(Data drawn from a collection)
______________________________

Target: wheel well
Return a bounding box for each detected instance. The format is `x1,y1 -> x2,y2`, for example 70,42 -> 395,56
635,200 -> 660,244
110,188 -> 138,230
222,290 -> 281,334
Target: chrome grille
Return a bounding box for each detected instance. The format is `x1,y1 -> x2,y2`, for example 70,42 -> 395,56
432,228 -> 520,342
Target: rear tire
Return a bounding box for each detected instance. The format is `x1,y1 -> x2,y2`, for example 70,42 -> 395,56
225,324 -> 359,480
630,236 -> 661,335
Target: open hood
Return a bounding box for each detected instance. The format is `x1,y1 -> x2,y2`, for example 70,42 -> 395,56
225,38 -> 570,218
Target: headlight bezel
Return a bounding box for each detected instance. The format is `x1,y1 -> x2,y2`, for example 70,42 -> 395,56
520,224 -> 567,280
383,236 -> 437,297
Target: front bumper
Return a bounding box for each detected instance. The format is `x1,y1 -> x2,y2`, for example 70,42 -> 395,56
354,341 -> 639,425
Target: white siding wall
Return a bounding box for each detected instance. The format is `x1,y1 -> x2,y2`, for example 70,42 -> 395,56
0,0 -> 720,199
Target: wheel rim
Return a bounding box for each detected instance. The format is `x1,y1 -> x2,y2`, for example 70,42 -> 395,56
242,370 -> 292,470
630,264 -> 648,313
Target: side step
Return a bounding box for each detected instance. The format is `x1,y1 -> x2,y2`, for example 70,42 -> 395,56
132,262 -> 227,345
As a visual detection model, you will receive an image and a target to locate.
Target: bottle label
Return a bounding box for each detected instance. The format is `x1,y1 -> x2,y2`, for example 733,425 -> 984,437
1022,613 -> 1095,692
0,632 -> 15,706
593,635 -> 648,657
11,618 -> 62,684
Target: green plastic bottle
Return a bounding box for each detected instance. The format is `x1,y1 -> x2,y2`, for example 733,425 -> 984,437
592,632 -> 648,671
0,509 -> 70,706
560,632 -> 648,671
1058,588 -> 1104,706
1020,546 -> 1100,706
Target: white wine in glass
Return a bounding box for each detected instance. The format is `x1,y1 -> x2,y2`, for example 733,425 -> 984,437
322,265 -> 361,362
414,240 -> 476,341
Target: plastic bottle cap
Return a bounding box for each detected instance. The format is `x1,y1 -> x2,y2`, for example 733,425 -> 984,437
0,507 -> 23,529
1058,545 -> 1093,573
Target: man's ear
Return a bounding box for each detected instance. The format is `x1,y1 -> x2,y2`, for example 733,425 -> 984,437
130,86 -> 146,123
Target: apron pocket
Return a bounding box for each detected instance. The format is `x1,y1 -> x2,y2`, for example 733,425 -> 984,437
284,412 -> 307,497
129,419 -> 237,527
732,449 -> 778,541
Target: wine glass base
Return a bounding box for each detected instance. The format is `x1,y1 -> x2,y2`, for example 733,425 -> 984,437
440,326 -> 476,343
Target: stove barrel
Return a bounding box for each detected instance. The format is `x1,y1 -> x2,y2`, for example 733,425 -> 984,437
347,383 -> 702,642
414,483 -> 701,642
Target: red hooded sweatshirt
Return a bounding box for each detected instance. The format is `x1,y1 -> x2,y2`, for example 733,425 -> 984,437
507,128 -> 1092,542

______________________________

Repeat every line of the listing above word for word, keeping the original order.

Target: wheel well
Return a bounding box for each detected instance. The format is `x1,y1 -> x2,y2`, for example 70,42 -> 395,56
635,200 -> 660,244
110,188 -> 138,230
222,290 -> 281,334
Target: chrome grille
Return a bounding box for each detected instance. The format is `x1,y1 -> x2,y2`, for example 70,42 -> 395,56
432,228 -> 520,342
Target: rear tire
Return a bounding box for each detected instance. The format is `x1,y1 -> x2,y2`, for example 70,42 -> 395,56
225,324 -> 359,480
630,236 -> 661,335
Target: open hood
Return a bounding box for each detected instance. The format is `x1,y1 -> x2,y2`, for example 70,42 -> 395,56
225,38 -> 570,218
Target: headlight bezel
Return a bounding box for each detected instance. The format is `x1,y1 -> x2,y2`, for example 70,42 -> 395,56
520,224 -> 567,280
383,236 -> 437,297
Target: front bumper
Return a bounding box for each detected instance. The format is `x1,y1 -> x2,y2`, for example 70,42 -> 395,56
354,341 -> 639,425
Target: white siding wall
Return a bounding box for each detected instance. The format is `x1,y1 -> x2,y2`, for example 70,42 -> 395,56
0,0 -> 720,199
Target: wheel rim
Return a bounding box for each detected instance. The format is `x1,y1 -> x2,y2`, for example 70,42 -> 395,56
242,370 -> 292,470
630,264 -> 648,313
Target: side step
Return a bounding box for each detected instance. The format is `x1,y1 -> x2,y2`, for example 70,42 -> 395,56
132,262 -> 227,345
As a visual detection model, you will receive an image and a target to locate.
Target: bottle label
Return a bounding box for each detected instance. The format is `x1,y1 -> x2,y2`, for example 733,425 -> 984,437
1022,613 -> 1095,692
0,632 -> 15,706
593,635 -> 648,657
11,618 -> 62,684
Target: green plastic bottle
Return a bounding box for each detected instance. The format is `x1,y1 -> x2,y2`, for example 733,425 -> 984,437
592,632 -> 648,671
0,509 -> 70,706
560,632 -> 648,671
1058,588 -> 1104,706
1020,546 -> 1100,706
Target: white wine in glass
Return a bounding box for each detected instance. The format is `x1,y1 -> x2,y2`, for example 733,425 -> 984,437
322,265 -> 361,362
414,240 -> 476,341
Target: plastic bottle cap
Return a bounding box for each detected instance. The format is `x1,y1 -> x2,y2`, for example 733,425 -> 984,437
0,507 -> 23,529
1058,545 -> 1093,573
Target: man's ear
Return a bounding box for each detected instance. The format is `x1,y1 -> x2,y2`, for example 733,425 -> 984,437
130,86 -> 146,123
Target: apron pocket
Return a bounding box for each detected instance. The format is `x1,y1 -> x2,y2`, for example 733,425 -> 984,437
284,412 -> 307,497
129,419 -> 237,527
732,449 -> 778,541
Target: wine glass base
Return a bounding box for each detected instance. The format is `x1,y1 -> x2,y2`, for example 733,425 -> 984,437
440,326 -> 476,343
Target: stove barrel
Return a bounding box for each detected instance. The format is `x1,y1 -> x2,y2`, for example 733,425 -> 984,437
347,383 -> 702,642
414,483 -> 701,642
Target: red hooded sweatshirt
Return a bounding box for each detected instance. The format is `x1,y1 -> x2,y2`, for example 733,425 -> 984,437
507,128 -> 1092,542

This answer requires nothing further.